■ **What you should do**: Write out every line of the records below again, adding -25 to each x and y coordinate in the answer points. Leave the pictures out.

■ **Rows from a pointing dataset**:
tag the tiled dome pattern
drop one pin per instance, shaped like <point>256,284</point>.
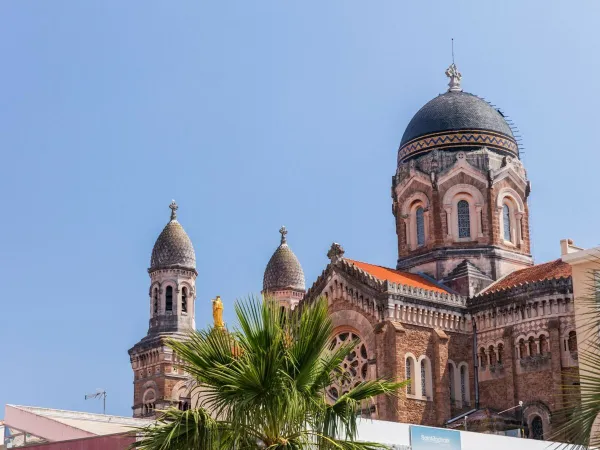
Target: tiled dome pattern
<point>283,271</point>
<point>454,111</point>
<point>173,248</point>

■ **The reply**:
tag the tiled dome pattern
drop one pin per instance, shaped like <point>256,284</point>.
Target: tiled dome pattern
<point>258,246</point>
<point>429,86</point>
<point>148,223</point>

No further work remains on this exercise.